What you will do:
Copy the records below with every "evaluation set" swapped for "test set" and nothing else changed. Leave out the pictures.

Data for processing:
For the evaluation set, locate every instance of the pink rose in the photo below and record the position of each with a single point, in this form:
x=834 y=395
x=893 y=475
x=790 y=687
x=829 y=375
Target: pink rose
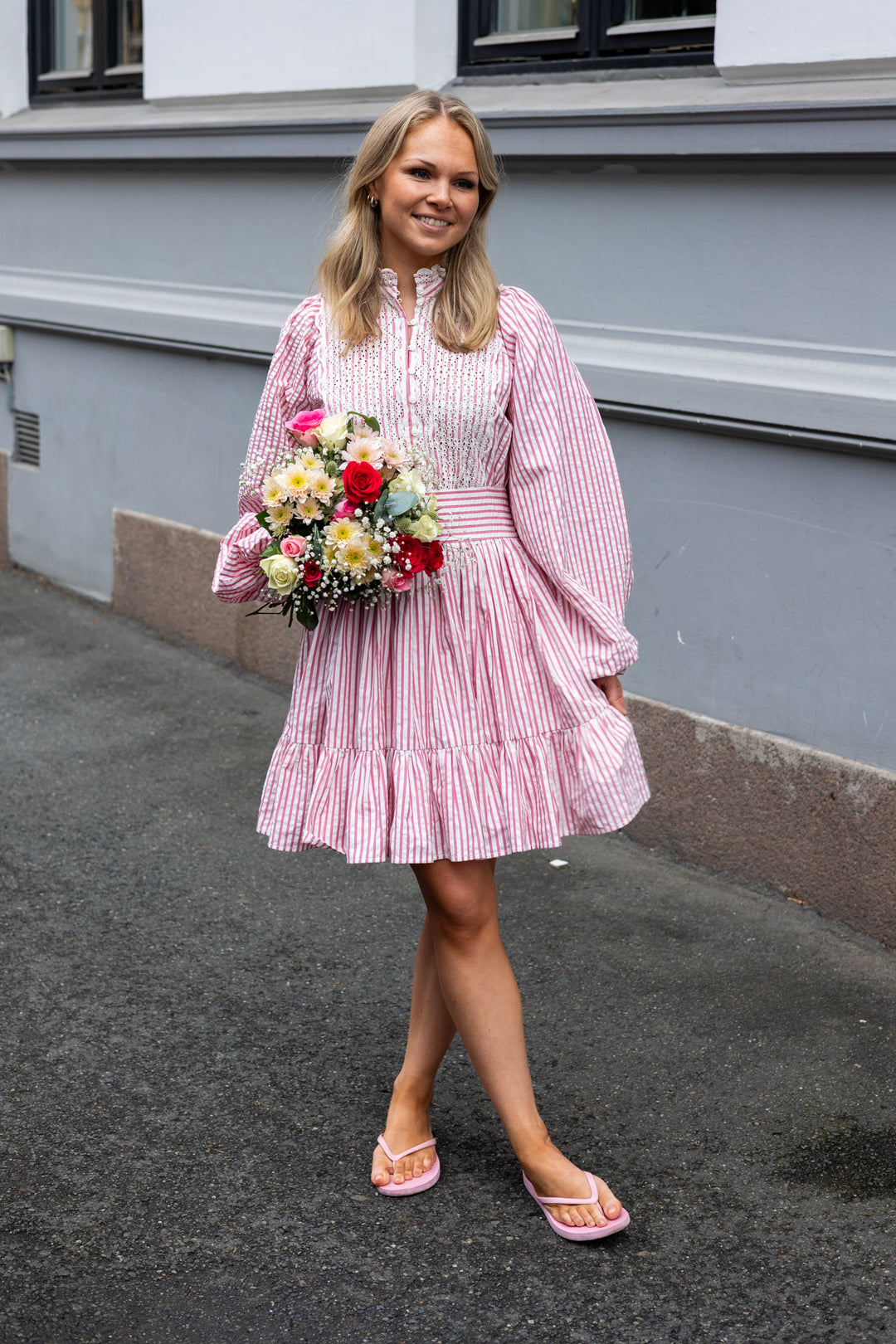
x=293 y=546
x=395 y=581
x=304 y=425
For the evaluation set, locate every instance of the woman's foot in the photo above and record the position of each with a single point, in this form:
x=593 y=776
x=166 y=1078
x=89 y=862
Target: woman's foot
x=555 y=1175
x=407 y=1124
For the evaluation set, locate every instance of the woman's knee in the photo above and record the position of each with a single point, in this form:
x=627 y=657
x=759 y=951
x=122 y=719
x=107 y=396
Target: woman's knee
x=460 y=898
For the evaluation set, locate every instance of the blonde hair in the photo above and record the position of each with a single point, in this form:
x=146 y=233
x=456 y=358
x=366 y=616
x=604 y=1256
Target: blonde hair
x=466 y=311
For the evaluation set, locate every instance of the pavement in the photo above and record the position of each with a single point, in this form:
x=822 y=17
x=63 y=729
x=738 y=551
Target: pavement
x=199 y=1038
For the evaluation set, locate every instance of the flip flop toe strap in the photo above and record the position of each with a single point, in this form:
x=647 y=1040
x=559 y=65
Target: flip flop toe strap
x=430 y=1142
x=559 y=1199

Correct result:
For the test set, locate every instance of the pink rose in the photo below and record the position of each with a single point, in this form:
x=834 y=395
x=893 y=475
x=790 y=687
x=829 y=375
Target: pink rose
x=293 y=546
x=395 y=581
x=304 y=425
For the test set, locate every instance of the woman's foot in the photo above and record the position of each with a single point, in this form:
x=593 y=776
x=166 y=1078
x=89 y=862
Target: woman's foot
x=555 y=1175
x=407 y=1124
For the test set, locate every instance of the woman's knee in the photo above and record the position of each with a single point, in this form:
x=627 y=657
x=759 y=951
x=122 y=719
x=107 y=396
Target: woman's knee
x=460 y=898
For the test set, locate every instance of the blonde hair in the photo above and record the position of each with a single point, in this form:
x=146 y=233
x=456 y=358
x=366 y=616
x=604 y=1256
Target: blonde hair
x=466 y=311
For the test set, locate every instance of the pavement in the photo above and record the position of each with a single point, in this form:
x=822 y=17
x=63 y=729
x=738 y=551
Target: pavement
x=199 y=1038
For the test set, locate every instance of the flip flop toe strap in the photo above and record the position of each with a single point, in this form:
x=647 y=1040
x=559 y=65
Target: flip flop toe strap
x=430 y=1142
x=559 y=1199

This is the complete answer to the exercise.